Segment Start: Given records

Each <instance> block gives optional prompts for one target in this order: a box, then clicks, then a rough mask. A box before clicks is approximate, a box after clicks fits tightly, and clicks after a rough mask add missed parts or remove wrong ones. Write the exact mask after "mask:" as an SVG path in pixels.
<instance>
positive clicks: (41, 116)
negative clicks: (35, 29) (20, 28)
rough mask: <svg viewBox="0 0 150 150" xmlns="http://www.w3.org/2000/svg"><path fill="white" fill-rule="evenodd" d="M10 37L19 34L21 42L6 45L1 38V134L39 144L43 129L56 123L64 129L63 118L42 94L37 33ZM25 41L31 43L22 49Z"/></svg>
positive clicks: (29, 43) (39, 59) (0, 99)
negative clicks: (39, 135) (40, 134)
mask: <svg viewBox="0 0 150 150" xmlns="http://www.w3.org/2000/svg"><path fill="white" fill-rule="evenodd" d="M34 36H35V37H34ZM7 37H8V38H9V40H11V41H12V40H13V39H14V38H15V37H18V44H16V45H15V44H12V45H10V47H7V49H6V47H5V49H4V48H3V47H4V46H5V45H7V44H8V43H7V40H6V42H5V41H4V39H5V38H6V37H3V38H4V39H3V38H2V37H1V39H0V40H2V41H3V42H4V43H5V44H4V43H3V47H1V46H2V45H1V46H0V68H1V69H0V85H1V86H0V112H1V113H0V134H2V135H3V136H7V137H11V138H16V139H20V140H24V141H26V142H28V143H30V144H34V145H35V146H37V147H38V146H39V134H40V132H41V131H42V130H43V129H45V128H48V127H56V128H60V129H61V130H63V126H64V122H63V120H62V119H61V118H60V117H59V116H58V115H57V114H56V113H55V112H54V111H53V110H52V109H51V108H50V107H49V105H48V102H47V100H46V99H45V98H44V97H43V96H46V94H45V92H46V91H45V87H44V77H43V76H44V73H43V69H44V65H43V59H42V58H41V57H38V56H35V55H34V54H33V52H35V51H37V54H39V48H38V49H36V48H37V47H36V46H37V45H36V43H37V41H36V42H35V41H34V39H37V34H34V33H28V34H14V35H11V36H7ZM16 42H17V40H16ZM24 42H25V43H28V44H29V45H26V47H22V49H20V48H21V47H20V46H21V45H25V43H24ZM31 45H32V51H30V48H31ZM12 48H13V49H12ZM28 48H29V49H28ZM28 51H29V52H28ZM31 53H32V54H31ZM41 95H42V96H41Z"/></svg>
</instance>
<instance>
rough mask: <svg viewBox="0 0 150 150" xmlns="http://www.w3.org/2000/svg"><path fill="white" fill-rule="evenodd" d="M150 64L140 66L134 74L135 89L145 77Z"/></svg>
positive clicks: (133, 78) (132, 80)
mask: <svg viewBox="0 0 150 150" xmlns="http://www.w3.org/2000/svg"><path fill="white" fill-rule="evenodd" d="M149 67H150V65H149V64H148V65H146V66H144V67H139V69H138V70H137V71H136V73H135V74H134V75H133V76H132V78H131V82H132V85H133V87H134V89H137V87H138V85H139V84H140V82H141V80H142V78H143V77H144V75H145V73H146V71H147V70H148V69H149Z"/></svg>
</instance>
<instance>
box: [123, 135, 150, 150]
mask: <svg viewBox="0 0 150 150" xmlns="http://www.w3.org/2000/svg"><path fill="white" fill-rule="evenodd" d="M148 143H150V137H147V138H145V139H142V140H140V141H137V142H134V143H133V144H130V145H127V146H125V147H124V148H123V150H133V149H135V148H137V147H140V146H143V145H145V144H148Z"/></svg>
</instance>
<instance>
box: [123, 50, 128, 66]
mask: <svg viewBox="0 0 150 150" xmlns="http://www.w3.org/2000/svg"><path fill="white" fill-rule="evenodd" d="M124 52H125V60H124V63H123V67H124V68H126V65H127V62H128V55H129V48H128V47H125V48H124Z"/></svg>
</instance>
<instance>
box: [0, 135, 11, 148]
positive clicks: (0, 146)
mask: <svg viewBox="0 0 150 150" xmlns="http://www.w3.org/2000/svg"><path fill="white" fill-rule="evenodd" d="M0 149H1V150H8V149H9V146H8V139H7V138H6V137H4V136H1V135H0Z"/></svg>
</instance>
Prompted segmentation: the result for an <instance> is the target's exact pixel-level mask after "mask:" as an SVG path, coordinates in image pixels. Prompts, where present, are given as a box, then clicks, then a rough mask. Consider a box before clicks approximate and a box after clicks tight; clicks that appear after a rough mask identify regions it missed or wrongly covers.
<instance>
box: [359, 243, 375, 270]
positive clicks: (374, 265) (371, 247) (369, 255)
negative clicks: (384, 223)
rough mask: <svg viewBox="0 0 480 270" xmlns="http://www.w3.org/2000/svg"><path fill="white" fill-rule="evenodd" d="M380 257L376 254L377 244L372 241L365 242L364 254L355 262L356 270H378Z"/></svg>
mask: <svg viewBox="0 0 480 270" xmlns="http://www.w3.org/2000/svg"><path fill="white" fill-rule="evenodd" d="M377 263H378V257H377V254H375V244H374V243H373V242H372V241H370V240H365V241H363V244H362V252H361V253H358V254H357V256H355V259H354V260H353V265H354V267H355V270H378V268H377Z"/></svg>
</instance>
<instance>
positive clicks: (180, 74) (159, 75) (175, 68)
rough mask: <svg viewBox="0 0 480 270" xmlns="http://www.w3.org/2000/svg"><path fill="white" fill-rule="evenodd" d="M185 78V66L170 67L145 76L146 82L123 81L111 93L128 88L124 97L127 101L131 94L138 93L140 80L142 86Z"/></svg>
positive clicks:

Segment End: Given records

> [Exercise brief] Rewrite all of the data above, swapping every "positive clicks" for "foreground clicks" and leaving everything else unchanged.

> [Reply]
Each <instance> block gives optional prompts for one target in this order: a box, then clicks, then a rough mask. A box before clicks is approximate, a box after clicks fits tightly, and clicks after a rough mask add missed parts or remove wrong ones. Write the exact mask after "mask:" as an SVG path in pixels.
<instance>
foreground clicks: (41, 116)
negative clicks: (35, 29) (20, 28)
rough mask: <svg viewBox="0 0 150 150" xmlns="http://www.w3.org/2000/svg"><path fill="white" fill-rule="evenodd" d="M10 37L19 34L21 42L6 45L1 38V134L39 144L43 129L56 123L64 129L63 118L42 94L37 33ZM25 41L31 43L22 49Z"/></svg>
foreground clicks: (29, 43) (39, 59) (0, 99)
negative clicks: (39, 135) (40, 134)
mask: <svg viewBox="0 0 150 150" xmlns="http://www.w3.org/2000/svg"><path fill="white" fill-rule="evenodd" d="M34 36H35V37H34ZM7 37H8V38H9V40H11V41H12V40H13V39H14V38H15V37H18V44H16V45H15V44H12V45H10V47H7V49H6V47H5V49H4V48H3V47H4V46H5V45H7V44H8V43H7V40H6V42H5V41H4V39H5V38H6V37H3V38H4V39H3V38H2V37H1V39H0V40H2V41H3V42H4V43H5V44H4V43H3V47H1V46H2V45H1V46H0V68H1V69H0V85H1V86H0V112H1V113H0V134H2V135H3V136H7V137H11V138H16V139H20V140H24V141H26V142H28V143H30V144H34V145H35V146H37V147H38V146H39V134H40V132H41V131H42V130H43V129H45V128H48V127H56V128H60V129H61V130H63V126H64V122H63V120H62V119H61V118H60V117H59V116H58V115H57V114H56V113H55V112H54V111H53V110H52V109H51V108H50V107H49V105H48V102H47V100H46V99H45V98H44V97H43V96H46V94H45V92H46V91H45V87H44V77H43V76H44V73H43V69H44V65H43V59H42V58H41V57H38V56H35V55H34V54H33V52H35V51H37V54H39V48H38V49H36V48H37V47H36V46H37V45H36V43H37V41H36V42H35V41H34V39H37V34H34V33H28V34H14V35H11V36H7ZM16 42H17V40H16ZM24 42H25V43H28V44H29V45H26V47H22V49H20V48H21V47H20V46H21V45H25V43H24ZM31 45H32V51H30V48H31ZM12 48H13V49H12ZM28 48H29V49H28ZM28 51H29V52H28ZM31 53H32V54H31ZM41 95H42V96H41Z"/></svg>
</instance>
<instance>
rough mask: <svg viewBox="0 0 150 150" xmlns="http://www.w3.org/2000/svg"><path fill="white" fill-rule="evenodd" d="M150 64L140 66L134 74L135 89L145 77Z"/></svg>
foreground clicks: (133, 78) (132, 80)
mask: <svg viewBox="0 0 150 150" xmlns="http://www.w3.org/2000/svg"><path fill="white" fill-rule="evenodd" d="M149 67H150V65H149V64H148V65H146V66H144V67H139V69H138V70H137V71H136V73H135V74H134V75H133V76H132V78H131V82H132V85H133V87H134V89H137V87H138V85H139V84H140V82H141V80H142V78H143V77H144V75H145V73H146V71H147V70H148V69H149Z"/></svg>
</instance>
<instance>
box: [123, 135, 150, 150]
mask: <svg viewBox="0 0 150 150" xmlns="http://www.w3.org/2000/svg"><path fill="white" fill-rule="evenodd" d="M148 143H150V137H147V138H145V139H142V140H140V141H137V142H134V143H133V144H130V145H127V146H125V147H124V148H123V150H133V149H135V148H137V147H140V146H143V145H145V144H148Z"/></svg>
</instance>
<instance>
box: [123, 50, 128, 66]
mask: <svg viewBox="0 0 150 150" xmlns="http://www.w3.org/2000/svg"><path fill="white" fill-rule="evenodd" d="M124 52H125V60H124V63H123V67H124V68H126V65H127V62H128V55H129V48H128V47H125V48H124Z"/></svg>
</instance>
<instance>
box: [0, 135, 11, 148]
foreground clicks: (0, 146)
mask: <svg viewBox="0 0 150 150" xmlns="http://www.w3.org/2000/svg"><path fill="white" fill-rule="evenodd" d="M0 149H1V150H8V149H9V146H8V139H7V138H6V137H4V136H1V135H0Z"/></svg>
</instance>
Prompted segmentation: the result for an <instance> is the target's exact pixel-level mask after "mask:" as an SVG path, coordinates in image pixels. Prompts, where present, are given as a box, then clicks, then a rough mask. Consider a box before clicks approximate and a box after clicks tight; clicks that appear after a rough mask identify regions it missed or wrongly covers.
<instance>
box: [359, 243, 375, 270]
foreground clicks: (374, 265) (371, 247) (369, 255)
negative clicks: (384, 223)
rough mask: <svg viewBox="0 0 480 270" xmlns="http://www.w3.org/2000/svg"><path fill="white" fill-rule="evenodd" d="M380 257L376 254L377 244L372 241L365 242L364 254L355 262L356 270H378Z"/></svg>
mask: <svg viewBox="0 0 480 270" xmlns="http://www.w3.org/2000/svg"><path fill="white" fill-rule="evenodd" d="M377 263H378V257H377V254H375V244H374V243H373V242H372V241H370V240H365V241H363V244H362V252H361V253H358V254H357V256H355V259H354V260H353V265H354V267H355V270H378V268H377Z"/></svg>
</instance>
<instance>
foreground clicks: (180, 74) (159, 75) (175, 68)
rough mask: <svg viewBox="0 0 480 270" xmlns="http://www.w3.org/2000/svg"><path fill="white" fill-rule="evenodd" d="M185 78V66L170 67L145 76L146 82L123 81L111 93L128 88L124 97L127 101L131 94L138 93L140 80L142 86Z"/></svg>
foreground clicks:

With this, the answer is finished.